» **Check your understanding**
a) In the Florida budget article, which Jacksonville-area State Representative did not vote with House Speaker Richard Corcoran on the incentive votes?
b) Resume the Florida budget article immediately after its final sentence.

» **Document text**
* * *

Northeast Florida, like the rest of the state, waits for Gov. Rick Scott to review the budget from the Florida Legislature.
Scott has been typically vague on his real disposition on the budget: the new-school “Veto Corleone” hasn’t ruled out a full-on veto, or line item vetoes.
And in recent months, Gov. Scott has been a frequent visitor to the Jacksonville area, laying into the area’s State Representatives – who, except for Jay Fant, voted with House Speaker Richard Corcoran on incentive votes (Enterprise Florida and Visit Florida).
Will those votes (Faustian bargains for many freshman legislators) affect Scott’s dispensation on regional projects?
The Governor won’t say. But here’s what’s at stake, county by county.
Of all the counties in the region, Baker has the least to worry about in terms of vetoes.
The most ambitious ask: $2.75M for a road project.
However, it is worth noting that Baker’s State Representative, Republican Elizabeth Porter, was targeted as recently as march by robocalls from Scott’s political committee, “Let’s Get to Work.”
“Unfortunately, your state representative … is playing politics with Florida’s jobs … voted to decimate Florida’s tourism and jobs programs. And that will destroy our economy and lead to higher taxes,” the ad said.
Also targeted in the aforementioned March robocall: Clay Republican Travis Cummings, who was set up for more than a soupcon of Scott scorn anytime the Governor was in the Jacksonville media market.

* * *

» **Listed entries**
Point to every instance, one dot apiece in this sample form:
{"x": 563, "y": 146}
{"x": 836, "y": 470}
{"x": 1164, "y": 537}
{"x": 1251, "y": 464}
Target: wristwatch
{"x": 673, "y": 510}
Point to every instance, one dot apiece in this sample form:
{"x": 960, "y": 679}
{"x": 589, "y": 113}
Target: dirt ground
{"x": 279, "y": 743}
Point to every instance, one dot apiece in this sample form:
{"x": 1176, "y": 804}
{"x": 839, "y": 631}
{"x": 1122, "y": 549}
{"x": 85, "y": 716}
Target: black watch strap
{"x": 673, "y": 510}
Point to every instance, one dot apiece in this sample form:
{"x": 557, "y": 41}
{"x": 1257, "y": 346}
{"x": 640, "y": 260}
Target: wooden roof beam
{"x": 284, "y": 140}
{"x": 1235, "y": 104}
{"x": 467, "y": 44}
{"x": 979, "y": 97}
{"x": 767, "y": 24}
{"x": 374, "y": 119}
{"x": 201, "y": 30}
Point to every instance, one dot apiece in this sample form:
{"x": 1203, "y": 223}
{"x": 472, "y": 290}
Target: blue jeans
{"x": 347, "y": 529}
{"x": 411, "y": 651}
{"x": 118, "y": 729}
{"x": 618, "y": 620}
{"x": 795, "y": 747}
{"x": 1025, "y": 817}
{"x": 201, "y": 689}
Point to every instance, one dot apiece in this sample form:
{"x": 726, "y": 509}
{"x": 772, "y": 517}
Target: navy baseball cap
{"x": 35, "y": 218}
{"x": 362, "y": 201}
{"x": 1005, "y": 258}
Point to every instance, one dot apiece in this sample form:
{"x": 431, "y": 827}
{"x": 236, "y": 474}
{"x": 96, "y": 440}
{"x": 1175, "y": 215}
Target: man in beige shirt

* * *

» **Results**
a) Jay Fant

b)
“How could somebody do this … are any of these jobs expendable? Call Travis, ask him ‘why would you do this’,” Scott urged in March, after Cummings went against incentives in a committee.
Clay’s asks include lots of small-dollar projects – relatively speaking – including money for a community theater and for road resurfacing projects.
However, there are two long bombs mixed in with the dink-and-dunk passing game: $13.3M for the St. Johns River and Keystone Lakes projects, and $103.7M for right of way land acquisition for the First Coast Expressway.
Don’t expect these to hit the cutting room floor; a powerful ally and friend of Gov. Scott, Fleming Island Republican Rob Bradley, carried these measures through the Senate.
“After years of researching and talking and planning, we now have actual funding to start addressing the needs of these wonderful natural resources that define our region,” Bradley remarked regarding the $13.3M project earlier this month.
A few days later, at an interminably long mid-May ribbon cutting event on a sun-baked blacktop in Jacksonville, Bradley addressed that issue again … managing to mix contrition and levity.
“We didn’t get things with this budget,” Bradley said. “Governor, I wish we could have done better this session.”
“Whatever you do, we understand,” the Clay County Senator said. “Just don’t do anything about the Keystone Lakes though.”
The paradox here: Jacksonville Mayor Lenny Curry is a friend and political ally of Gov. Scott; the local legislative delegation – Republicans and Democrats alike – went against Scott on incentive votes.
One of those legislators, Rep. Jason Fischer, described the just-wrapped Legislative Session as a “strong” one, where “everybody got to eat.”
Problem is, of course, that until Scott signs the budget, that food can be taken out of everybody’s mouths.
Among the victuals: almost $14M for projects related to the Jacksonville International Airport; various bridge projects in areas of town that always get jobbed out on infrastructural spending; cultural grants and delinquency diversion programs; road projects, including $10M for arterial traffic management on the Buckman Bridge, and $25.9M for A1A; $15.5M for JAXPORT dredging; $73M for Florida State College at Jacksonville; $154M for University of North Florida.
Mayor Curry likely will be the key here to ensuring that Jacksonville comes out OK in the end.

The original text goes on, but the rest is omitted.